[SOURCE TEXT]
This year has been the year of the update for industry standard forms of engineering and construction contract. A new suite of JCT contracts has been introduced, FIDIC is due to publish the second edition of its "rainbow suite" later this year and, most recently, we have seen the arrival of the new NEC4 family.
A theme of the NEC4 contract and the proposed revamp of the FIDIC forms is the concept of dispute avoidance. For NEC4, this appears to be part of its continued push towards a more international audience, traditionally the domain of FIDIC. For FIDIC it is perhaps recognising this threat, and the special "pre-release" version of the new Yellow Book which was made available at last year's FIDIC International Users' Conference includes features commonly more associated with the NEC contracts such as early warnings and the resolution of disputes as the project progresses.
In this update, we examine the new dispute avoidance provisions in NEC4 and how the changes might work in practice.
In recent years, our international engineering and construction clients have increasingly sought our advice not only for the "resolution" of disputes but also for "avoidance" of disputes. Clearly a dispute is often better avoided if the alternative could, in the worst cases, mean commencement of court or arbitral proceedings which, in addition to the inevitable time and cost involvement, can often lead to a breakdown of relationships, diversion of resources and possibly harmful consequences for the project and any on-going work.
It is perhaps against this backdrop where the motivation behind NEC4's new "Option W3" becomes clear. Option W3 is wholly new to the NEC4 and allows contracting parties to choose a Dispute Avoidance Board (the "NEC DAB") to assist the parties "in resolving potential disputes before they become disputes"1. That this is the intention is amplified by the NEC4 User Guide, "Managing an Engineering and Construction Contract Volume 4" (the "User Guide"), which explains that the aim is to guide the parties "towards an early resolution of the issues before positions become entrenched and considerable sums of money are spent"2.
Option W3 may be used where the UK Housing Grants, Construction and Regeneration Act 1996 (as amended) (the "Act") does not apply. In other words, Option W3 will be relevant for projects outside the UK or for those within the UK which may otherwise be excluded from the Act or where there is not a "construction contract" for the purposes of the Act. In doing so, this appears to match NEC's stated key objective to "inspire increased use of NEC in new markets and sectors"3.

Extracted records
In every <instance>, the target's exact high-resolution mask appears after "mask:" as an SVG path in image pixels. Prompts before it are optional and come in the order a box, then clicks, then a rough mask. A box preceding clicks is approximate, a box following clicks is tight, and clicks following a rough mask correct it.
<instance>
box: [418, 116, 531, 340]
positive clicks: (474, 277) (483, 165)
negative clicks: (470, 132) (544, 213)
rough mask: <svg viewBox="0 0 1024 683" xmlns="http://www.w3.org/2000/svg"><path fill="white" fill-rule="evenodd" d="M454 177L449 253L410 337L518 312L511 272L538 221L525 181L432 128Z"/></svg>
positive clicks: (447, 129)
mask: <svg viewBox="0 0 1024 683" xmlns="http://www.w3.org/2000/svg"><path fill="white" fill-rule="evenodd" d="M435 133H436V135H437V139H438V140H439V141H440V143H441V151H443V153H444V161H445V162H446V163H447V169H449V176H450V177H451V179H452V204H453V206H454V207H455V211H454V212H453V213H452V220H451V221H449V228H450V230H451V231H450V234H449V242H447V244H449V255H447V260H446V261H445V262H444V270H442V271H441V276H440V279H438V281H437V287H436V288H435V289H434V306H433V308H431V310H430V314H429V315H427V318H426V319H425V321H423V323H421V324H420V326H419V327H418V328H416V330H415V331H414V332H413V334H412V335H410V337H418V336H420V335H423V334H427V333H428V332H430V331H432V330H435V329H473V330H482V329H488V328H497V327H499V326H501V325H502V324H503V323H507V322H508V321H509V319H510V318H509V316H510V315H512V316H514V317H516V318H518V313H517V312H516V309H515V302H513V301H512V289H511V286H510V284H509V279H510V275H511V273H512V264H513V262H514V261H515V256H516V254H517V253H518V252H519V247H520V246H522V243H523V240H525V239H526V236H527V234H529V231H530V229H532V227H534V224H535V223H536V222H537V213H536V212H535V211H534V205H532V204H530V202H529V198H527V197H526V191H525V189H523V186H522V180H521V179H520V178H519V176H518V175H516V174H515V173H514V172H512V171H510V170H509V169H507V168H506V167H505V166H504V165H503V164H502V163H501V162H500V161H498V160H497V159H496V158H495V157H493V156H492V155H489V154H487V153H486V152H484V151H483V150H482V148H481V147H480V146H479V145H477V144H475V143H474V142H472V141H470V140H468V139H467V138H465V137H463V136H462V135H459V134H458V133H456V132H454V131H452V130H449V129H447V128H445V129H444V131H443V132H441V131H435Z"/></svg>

[TASK LIST]
a. Answer these questions from the NEC4 dispute avoidance article:
(i) What is FIDIC due to publish later this year?
(ii) What does Option W3 let contracting parties choose?
(iii) Under what condition may Option W3 be used?
b. List every consequence of court or arbitral proceedings that the NEC4 dispute avoidance article names.
c. Please carry on the NEC4 dispute avoidance article from the point where it stops.
The data above are separate from the NEC4 dispute avoidance article.

[OUTPUTS BY TASK]
a.
(i) The second edition of its "rainbow suite".
(ii) A Dispute Avoidance Board (the "NEC DAB").
(iii) Where the UK Housing Grants, Construction and Regeneration Act 1996 (as amended) does not apply.

b.
- Inevitable time and cost involvement
- A breakdown of relationships
- Diversion of resources
- Possibly harmful consequences for the project and any on-going work

c.
Analysis: More Than a Name Change
The apparent change of emphasis towards dispute avoidance can immediately be seen in the change of the Option W section heading, from the NEC3 "Dispute Resolution" to the less confrontational "Resolving and Avoiding Disputes" in NEC4. However, to what extent are the changes (in the words of Edwards-Stuart J) another example of an NEC contract representing "a triumph of form over substance"4? Whilst the spirit behind this change may be to seek to avoid formal dispute resolution, how does this translate into the new Option W3?
Similar to the 1999 FIDIC version of the Dispute Adjudication Board ("FIDIC DAB"), the NEC DAB is comprised of a one or three member standing board. The Contract Data identifies the members and if there are three, the third member is jointly chosen by the parties.
In an attempt to ensure familiarity with the project, the NEC DAB visits the project site at agreed intervals during the project (unless the parties agree that a visit is unnecessary), with a dual purpose to firstly "inspect the progress of the works" and secondly to "become aware of any potential disputes"5. In comparison to FIDIC, "access to the site" is only made available to the FIDIC DAB once a dispute has arisen and been referred6.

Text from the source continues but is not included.